Set task:
Copy out every line of the records below without any changes, leaving out the pictures.

Recorded information:
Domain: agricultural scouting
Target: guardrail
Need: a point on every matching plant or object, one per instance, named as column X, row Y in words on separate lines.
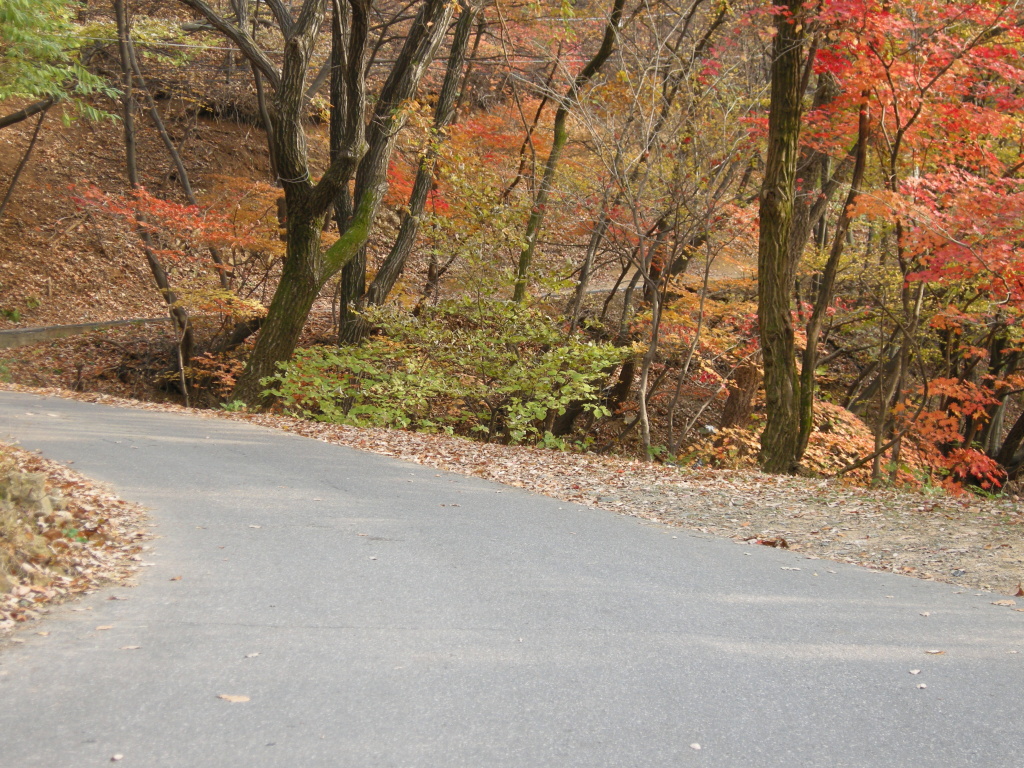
column 23, row 337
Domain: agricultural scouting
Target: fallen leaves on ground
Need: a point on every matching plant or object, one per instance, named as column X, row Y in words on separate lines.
column 975, row 543
column 92, row 546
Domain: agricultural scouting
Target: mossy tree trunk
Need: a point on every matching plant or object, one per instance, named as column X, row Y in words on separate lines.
column 776, row 265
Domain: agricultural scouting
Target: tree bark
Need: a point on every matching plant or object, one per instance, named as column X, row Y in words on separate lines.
column 178, row 315
column 827, row 283
column 307, row 265
column 776, row 267
column 443, row 116
column 558, row 143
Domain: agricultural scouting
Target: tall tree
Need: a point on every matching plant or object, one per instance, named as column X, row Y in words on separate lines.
column 361, row 156
column 776, row 262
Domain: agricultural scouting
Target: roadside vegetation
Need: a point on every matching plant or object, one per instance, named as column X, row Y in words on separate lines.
column 696, row 233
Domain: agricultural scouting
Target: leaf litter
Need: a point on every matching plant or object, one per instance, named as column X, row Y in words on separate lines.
column 92, row 542
column 971, row 542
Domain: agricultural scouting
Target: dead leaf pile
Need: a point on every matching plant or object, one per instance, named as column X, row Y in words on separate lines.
column 88, row 544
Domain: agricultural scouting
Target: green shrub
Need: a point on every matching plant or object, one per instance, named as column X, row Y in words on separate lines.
column 493, row 369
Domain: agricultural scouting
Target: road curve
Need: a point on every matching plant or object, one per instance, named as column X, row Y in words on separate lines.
column 403, row 616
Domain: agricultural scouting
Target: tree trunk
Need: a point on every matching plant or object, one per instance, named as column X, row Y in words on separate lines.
column 558, row 142
column 393, row 265
column 775, row 265
column 282, row 328
column 827, row 283
column 739, row 404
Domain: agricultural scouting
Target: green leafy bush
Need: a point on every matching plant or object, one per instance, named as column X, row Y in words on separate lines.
column 494, row 369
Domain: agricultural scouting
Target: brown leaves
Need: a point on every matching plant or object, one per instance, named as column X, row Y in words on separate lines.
column 88, row 542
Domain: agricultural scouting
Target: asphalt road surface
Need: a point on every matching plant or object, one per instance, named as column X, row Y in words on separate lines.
column 404, row 616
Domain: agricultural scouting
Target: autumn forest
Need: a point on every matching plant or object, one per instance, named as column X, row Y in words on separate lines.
column 692, row 231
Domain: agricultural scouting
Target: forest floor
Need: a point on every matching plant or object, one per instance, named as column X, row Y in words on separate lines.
column 92, row 539
column 975, row 543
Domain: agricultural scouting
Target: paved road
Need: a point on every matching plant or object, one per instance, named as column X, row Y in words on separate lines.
column 409, row 617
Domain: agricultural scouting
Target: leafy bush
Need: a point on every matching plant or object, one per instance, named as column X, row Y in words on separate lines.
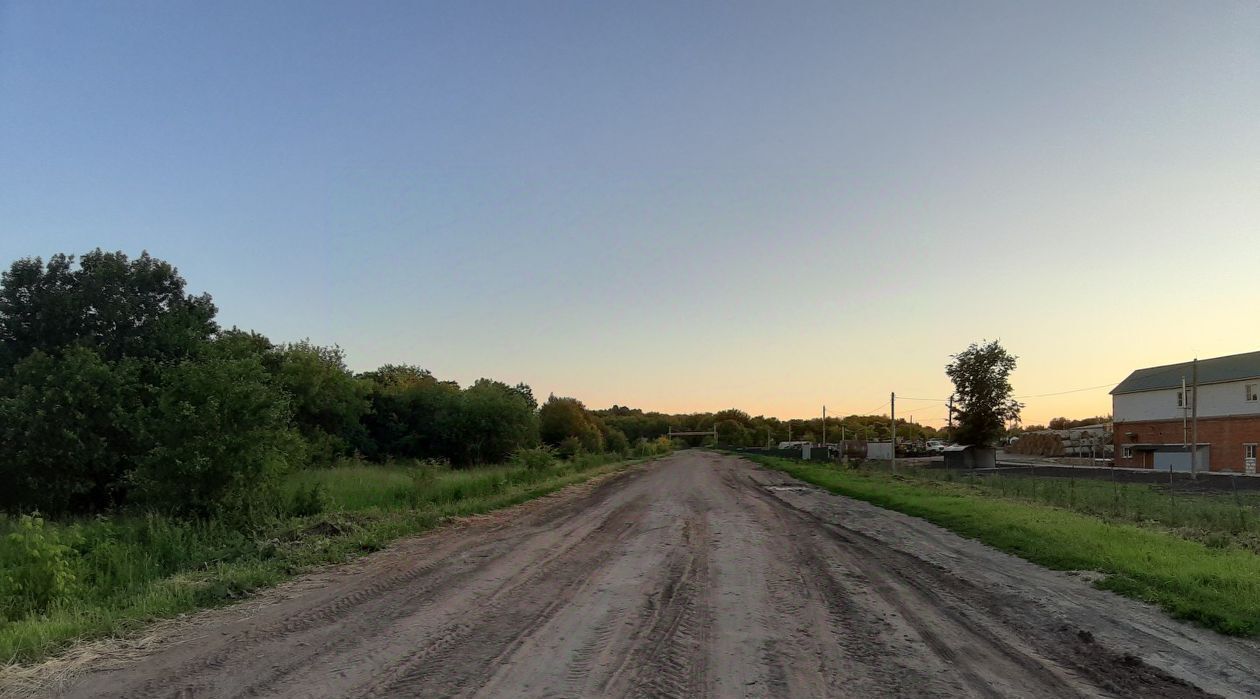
column 308, row 501
column 615, row 441
column 223, row 438
column 536, row 459
column 69, row 430
column 570, row 447
column 37, row 568
column 562, row 418
column 328, row 401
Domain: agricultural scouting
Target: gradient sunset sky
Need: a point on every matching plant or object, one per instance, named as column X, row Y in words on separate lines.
column 670, row 205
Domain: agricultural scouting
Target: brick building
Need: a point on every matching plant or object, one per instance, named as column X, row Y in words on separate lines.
column 1152, row 414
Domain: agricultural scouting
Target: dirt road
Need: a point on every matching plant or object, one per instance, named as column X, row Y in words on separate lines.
column 693, row 576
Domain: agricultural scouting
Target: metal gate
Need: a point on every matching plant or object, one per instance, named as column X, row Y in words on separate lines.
column 1172, row 460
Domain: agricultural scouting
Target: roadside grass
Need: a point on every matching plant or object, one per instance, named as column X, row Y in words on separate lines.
column 1217, row 587
column 129, row 571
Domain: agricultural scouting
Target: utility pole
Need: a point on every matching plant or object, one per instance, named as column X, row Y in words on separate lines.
column 1193, row 422
column 892, row 403
column 1185, row 412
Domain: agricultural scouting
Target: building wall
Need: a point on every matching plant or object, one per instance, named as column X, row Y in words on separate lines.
column 1216, row 399
column 1226, row 436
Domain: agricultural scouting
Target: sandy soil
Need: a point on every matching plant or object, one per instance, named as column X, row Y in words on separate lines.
column 694, row 576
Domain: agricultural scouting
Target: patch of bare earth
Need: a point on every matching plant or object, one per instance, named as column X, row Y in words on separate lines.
column 694, row 576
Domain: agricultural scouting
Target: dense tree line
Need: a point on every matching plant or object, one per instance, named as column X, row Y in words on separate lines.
column 119, row 389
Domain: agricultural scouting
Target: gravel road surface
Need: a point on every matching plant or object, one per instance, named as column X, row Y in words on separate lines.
column 693, row 576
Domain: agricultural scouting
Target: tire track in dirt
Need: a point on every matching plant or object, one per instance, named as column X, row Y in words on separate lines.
column 697, row 576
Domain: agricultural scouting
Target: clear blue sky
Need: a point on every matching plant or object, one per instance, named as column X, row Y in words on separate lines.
column 675, row 205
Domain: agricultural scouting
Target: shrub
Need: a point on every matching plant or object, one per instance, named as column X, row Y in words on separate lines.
column 223, row 438
column 35, row 568
column 69, row 428
column 536, row 459
column 615, row 441
column 308, row 501
column 568, row 447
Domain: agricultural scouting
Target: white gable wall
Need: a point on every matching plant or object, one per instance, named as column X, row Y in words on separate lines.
column 1217, row 399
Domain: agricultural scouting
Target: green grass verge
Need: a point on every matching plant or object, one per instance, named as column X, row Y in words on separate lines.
column 130, row 571
column 1216, row 587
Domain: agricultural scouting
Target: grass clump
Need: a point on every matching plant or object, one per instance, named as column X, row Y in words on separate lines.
column 1217, row 587
column 80, row 578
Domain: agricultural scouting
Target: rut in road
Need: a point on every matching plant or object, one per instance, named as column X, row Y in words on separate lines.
column 694, row 576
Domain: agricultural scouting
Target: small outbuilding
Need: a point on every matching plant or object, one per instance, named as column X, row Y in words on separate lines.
column 880, row 450
column 968, row 456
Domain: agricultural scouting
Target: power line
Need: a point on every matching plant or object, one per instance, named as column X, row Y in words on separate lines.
column 1065, row 392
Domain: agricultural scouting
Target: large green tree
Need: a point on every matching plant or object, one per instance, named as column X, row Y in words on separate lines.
column 492, row 421
column 562, row 418
column 328, row 399
column 982, row 392
column 122, row 307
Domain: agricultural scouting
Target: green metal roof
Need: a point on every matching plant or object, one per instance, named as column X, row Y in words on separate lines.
column 1221, row 369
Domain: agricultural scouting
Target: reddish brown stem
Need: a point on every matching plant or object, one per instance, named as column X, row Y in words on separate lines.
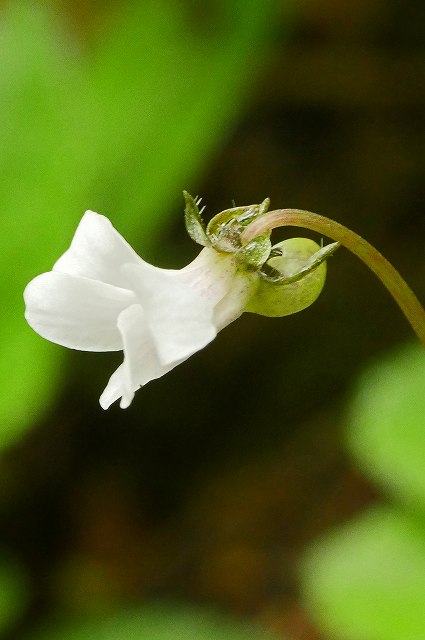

Output for this exercise:
Domain: agricultural scouting
Target: guardrail
Need: a point on every matching plant or object, one per instance, named as column X, row Y in words on separate lines.
column 23, row 337
Domain: agricultural scouting
Target: fallen leaves on ground
Need: a point on every matching plant or object, one per instance, named as column X, row Y in words on separate lines.
column 975, row 543
column 92, row 546
Domain: agricultural scouting
Target: mossy tree trunk
Need: a point on every matching plant or object, one per instance, named as column X, row Y in words on separate lines.
column 776, row 265
Domain: agricultural scouting
Target: tree bark
Need: a point on every matching plant or object, one per instance, named as column X, row Y in words on separate lines.
column 178, row 315
column 827, row 283
column 307, row 265
column 776, row 267
column 443, row 116
column 558, row 143
Domain: agricultural scouting
Target: tall tree
Need: a point on every matching plant or object, one per instance, named as column X, row Y in words on separate lines.
column 361, row 156
column 776, row 262
Domain: agricultural scouting
Target: roadside vegetation
Need: a point on every matching plant or object, one per instance, named as column X, row Y in words on separate lines.
column 696, row 233
Domain: agricultural scouting
Target: leaf litter
Need: a point on every matching plant or object, one per instance, named as column X, row Y in words on separate lines.
column 92, row 542
column 971, row 542
Domain: agricultural scouting
Target: dead leaf pile
Need: a point on every matching plant or object, one per instance, named as column X, row Y in words on separate lines.
column 88, row 544
Domain: agricultural scouting
Target: green shrub
Need: a point on every matching plant or object, one per instance, named as column X, row Y in words on separate lines.
column 493, row 369
Domain: agricultural scouting
Target: road curve
Need: a point on every matching plant or object, one per instance, named as column X, row Y in words on separate lines.
column 403, row 616
Domain: agricultural scouting
Target: tree trunk
Need: a point on every matching plant or object, one per instance, named as column X, row Y in words on separate lines.
column 558, row 142
column 393, row 265
column 775, row 265
column 282, row 328
column 827, row 283
column 739, row 404
Domain: agricultural scouting
Target: green leafy bush
Need: a point on every matching plant or object, one per instance, named as column X, row Y in words on separate lines.
column 494, row 369
Domain: agricultural scouting
Target: brown leaves
Need: a point on every matching plant or object, one per instance, named as column X, row Y in words on separate lines.
column 88, row 542
Domain: agricultural scouting
Target: asphalt road surface
Need: a point on every matching plant or object, one per instance, named as column X, row Y in words on separate lines.
column 404, row 616
Domain: agricultural scouting
Target: autumn forest
Need: a point on every matching plant or object, one per instance, named as column X, row Y in words on separate lines.
column 692, row 231
Domain: agricultural scouting
Target: forest floor
Need: a point on every matching plant or object, one per instance, named as column X, row Y in words on separate lines.
column 92, row 539
column 975, row 543
Domain: agricultural scouting
Target: paved road
Need: a point on every matching plant or object, one per instance, named as column X, row Y in words on separate lines.
column 409, row 617
Domain: agricultural scouting
Target: leafy bush
Need: a point on every matching plant or object, one per instance, named as column X, row Y in words on separate lines.
column 308, row 501
column 615, row 441
column 223, row 438
column 536, row 459
column 69, row 430
column 570, row 447
column 37, row 568
column 562, row 418
column 328, row 401
Domain: agricultural scouting
Target: gradient sunset sky
Need: a point on every matching plant or object, one per instance, named as column X, row Y in words on separate lines.
column 670, row 205
Domain: agricultural scouting
Target: brick building
Need: a point on every matching plant or object, one per instance, named as column X, row Y in words on separate lines.
column 1152, row 414
Domain: agricultural scouting
Target: dirt road
Need: a point on every matching plant or object, one per instance, named as column X, row Y in words on separate lines.
column 693, row 576
Domain: agricultural scouting
Target: metal gate
Need: a point on every matching plant or object, one per instance, named as column X, row Y in words on separate lines.
column 1172, row 460
Domain: agricultural scouting
Target: roadside grass
Need: a point on every matching plant or object, one per instance, named as column X, row Y in words on separate lines.
column 1217, row 587
column 129, row 571
Domain: agricultural scouting
Target: utility pole
Need: a point on every matching plant or object, one per instance, named as column X, row Y in words on separate lines.
column 1193, row 422
column 892, row 403
column 1185, row 412
Domain: agricultural scouting
Target: building wall
Need: a point on every matching plant or object, one per instance, named as column X, row Y in words on separate lines.
column 1216, row 399
column 1226, row 436
Domain: agricultural scouting
Target: sandy soil
Need: a point on every matching plant or object, one per instance, named as column X, row Y in words on separate lines.
column 694, row 576
Domain: agricultural scouting
Target: patch of bare earth
Need: a point on every matching plant or object, one per instance, named as column X, row Y in words on separate lines.
column 694, row 576
Domain: agricultural scouting
Target: dense tree line
Need: a point on every matching plant or object, one per instance, named as column X, row Y in words on separate lines.
column 119, row 389
Domain: agricultural scouting
Target: gravel road surface
Need: a point on every matching plant or object, one per instance, named as column X, row Y in words on separate lines.
column 693, row 576
Domain: agricultural scouting
Target: tire track in dirt
Need: a point on every matching plant or object, one per instance, named as column X, row Y in words on separate lines.
column 697, row 576
Domain: agricultural scouting
Target: clear blue sky
Need: a point on every matching plant or object, one per instance, named as column X, row Y in words on separate lines.
column 675, row 205
Domain: agricultural scouting
Target: shrub
Need: a point on every matching plant or object, one per instance, named as column X, row Y in words on separate lines.
column 223, row 438
column 35, row 568
column 69, row 428
column 536, row 459
column 615, row 441
column 308, row 501
column 568, row 447
Domain: agricultural scouting
Target: white gable wall
Need: a point on every matching plant or object, one per instance, named as column X, row Y in words on separate lines.
column 1217, row 399
Domain: agricultural scouting
Target: green grass verge
Need: a point on every matching plant or object, one per instance, named as column X, row Y in words on separate lines.
column 130, row 571
column 1216, row 587
Domain: agricultural scouting
Target: grass clump
Need: a point on every matching plant or object, one per instance, named as column X, row Y in words on separate lines.
column 1217, row 587
column 80, row 578
Domain: agricultural scouting
Target: rut in road
Need: a point on every matching plant or object, one per instance, named as column X, row Y in words on separate lines.
column 694, row 576
Domain: agricultural scouting
Target: small outbuilding
Need: a point on every matching plant or object, one per instance, named as column X, row Y in words on separate lines.
column 880, row 450
column 968, row 456
Domain: agricultural scouting
Target: power line
Need: a point on every matching plant or object, one per instance, named as column X, row Y in words on separate lines.
column 1065, row 392
Domain: agricultural scouting
Target: large green tree
Need: a point on every matching plant or object, one per instance, named as column X, row Y in words on separate lines.
column 492, row 421
column 562, row 418
column 328, row 399
column 982, row 392
column 122, row 307
Domain: agricultural scouting
Target: green metal roof
Need: a point on every matching plant or object, one per instance, named as column X, row Y in words on separate lines.
column 1221, row 369
Domain: agricultural scouting
Target: reddish brown stem
Need: a point on every matching plant or object, one per instance, named as column X, row Y in words on separate lines.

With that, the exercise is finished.